------ Passage provided
Property buyers are snapping up homes in a seaside village that is set to be submerged under water in the next 30 years.
The village of Fairbourne, Gwynedd, has attracted a surge of people looking to purchase houses and bungalows, despite forecasts it will disappear beneath the waves.
Property prices in the village have shot up by 35 per cent in the last year, according to Rightmove. But purchasers are thought to be cash buyers, because few lenders will offer mortgages on properties with such an uncertain future, reports North Wales Live.
Climate change is causing sea levels to rise and in the years leading up to 2054, homes are to be levelled in the seaside village. Gas pipes and electricity pylons will be dismantled and, to add insult to injury, residents may be asked to contribute thousands of pounds for the privilege of razing their homes.
Compensation has not been offered to the 420 homeowners forced to abandon Fairbourne when the village is 'decommissioned' in the run-up to 2054. The village’s seawall will no longer be maintained in the face of rising sea levels and there will not be any more money spent on defending the community.
However, second home and holiday let buyers are fuelling the unexpected price surge, while recently retired buyers are happy to spend their pension pots without worrying about investment prospects.
It is estimated that a quarter of the properties are now second and holiday homes.
During the last 15 years, property prices in the village have fluctuated drastically. In 2014 when residents discovered they were to become Britain’s first “climate refugees”, the local property market crashed.
House sales fell through, mortgage offers were hurriedly withdrawn and prices slumped 40 per cent. But prices have rebounded since the start of the Covid pandemic as Fairbourne enjoyed a staycation boom.
------------
» Exercise: Write out the passage about Fairbourne again from "However, second home" up to and including "and holiday homes.", substituting "vacation" for "holiday". The data after this point can be ignored.
------ Data
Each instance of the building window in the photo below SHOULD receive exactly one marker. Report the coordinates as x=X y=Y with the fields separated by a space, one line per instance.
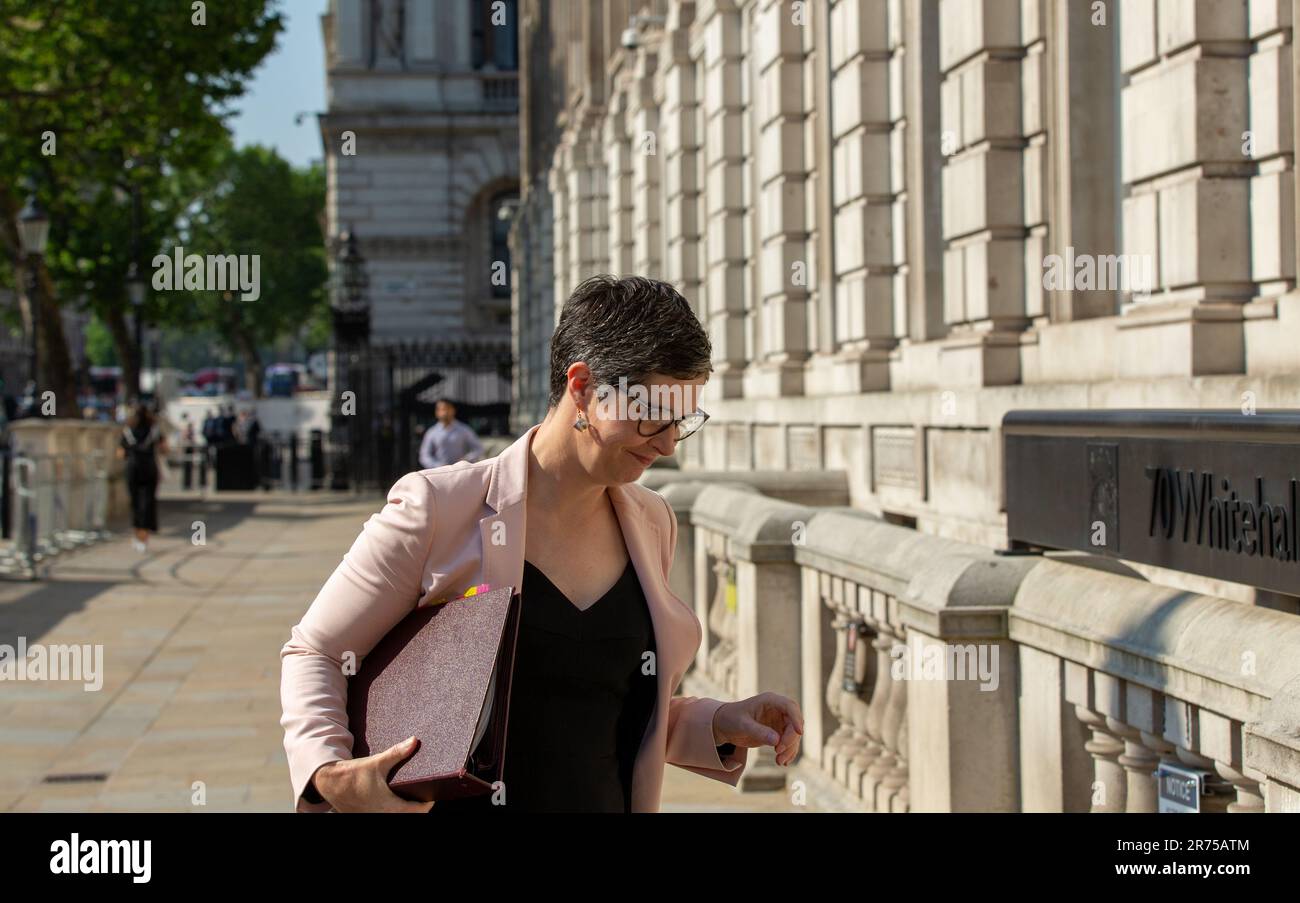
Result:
------------
» Solution to this exercise:
However, second home and vacation let buyers are fuelling the unexpected price surge, while recently retired buyers are happy to spend their pension pots without worrying about investment prospects.
It is estimated that a quarter of the properties are now second and vacation homes.